** To do **
Restate word for word the lines of the records below, starting at the line that contains "Target: bare branch" and ending at the line that contains "Target: birch trunk", with both of those lines included and nothing else.

** Entries provided **

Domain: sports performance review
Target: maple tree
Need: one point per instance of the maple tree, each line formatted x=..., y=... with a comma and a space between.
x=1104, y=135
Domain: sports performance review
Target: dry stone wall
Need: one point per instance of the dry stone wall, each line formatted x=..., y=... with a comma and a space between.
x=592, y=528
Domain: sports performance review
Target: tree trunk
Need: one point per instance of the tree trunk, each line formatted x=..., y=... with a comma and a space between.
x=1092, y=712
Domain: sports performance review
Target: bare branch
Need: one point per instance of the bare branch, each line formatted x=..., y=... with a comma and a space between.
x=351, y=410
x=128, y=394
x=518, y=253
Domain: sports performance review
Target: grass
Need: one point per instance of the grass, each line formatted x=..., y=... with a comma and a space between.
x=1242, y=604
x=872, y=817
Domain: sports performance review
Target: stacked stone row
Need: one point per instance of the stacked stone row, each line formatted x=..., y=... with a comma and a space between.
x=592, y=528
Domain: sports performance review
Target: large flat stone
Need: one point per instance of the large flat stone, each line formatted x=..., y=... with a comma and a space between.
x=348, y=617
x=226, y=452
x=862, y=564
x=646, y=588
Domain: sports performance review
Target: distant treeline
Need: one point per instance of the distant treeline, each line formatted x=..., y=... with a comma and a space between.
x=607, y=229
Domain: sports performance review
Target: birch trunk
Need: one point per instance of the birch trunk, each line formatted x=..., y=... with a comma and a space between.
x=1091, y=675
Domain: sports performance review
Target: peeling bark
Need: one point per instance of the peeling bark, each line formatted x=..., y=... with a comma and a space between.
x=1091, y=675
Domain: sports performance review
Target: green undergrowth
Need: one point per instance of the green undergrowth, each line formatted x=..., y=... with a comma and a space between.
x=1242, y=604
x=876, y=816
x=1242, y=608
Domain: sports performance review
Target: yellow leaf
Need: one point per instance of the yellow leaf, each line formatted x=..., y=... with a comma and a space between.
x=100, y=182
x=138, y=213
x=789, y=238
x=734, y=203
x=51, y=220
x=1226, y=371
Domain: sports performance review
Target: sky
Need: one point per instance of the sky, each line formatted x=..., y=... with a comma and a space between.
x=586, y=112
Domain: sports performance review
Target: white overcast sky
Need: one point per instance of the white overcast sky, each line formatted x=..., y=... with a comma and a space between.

** Response to the exercise **
Target: bare branch
Need: one point per instance of the bare branch, each line formatted x=..., y=... with a comma and a space between.
x=351, y=410
x=128, y=394
x=518, y=253
Domain: sports performance review
Target: grass
Need: one point per instance of the grass, each line formatted x=..., y=... with a comma and a space between.
x=1242, y=604
x=872, y=817
Domain: sports performance review
Target: stacked stone row
Need: one point per instance of the stacked stone row, each line formatted x=..., y=... with a comma and a space between.
x=592, y=528
Domain: sports performance review
Target: large flat stone
Need: one point per instance of the large flat stone, each line formatted x=..., y=... with a comma and a space between.
x=348, y=617
x=226, y=452
x=862, y=564
x=646, y=588
Domain: sports performance review
Target: distant treeline
Need: one point per instance of the distant treeline, each line formatted x=..., y=... with a comma and a space between.
x=607, y=229
Domain: sports performance review
Target: birch trunk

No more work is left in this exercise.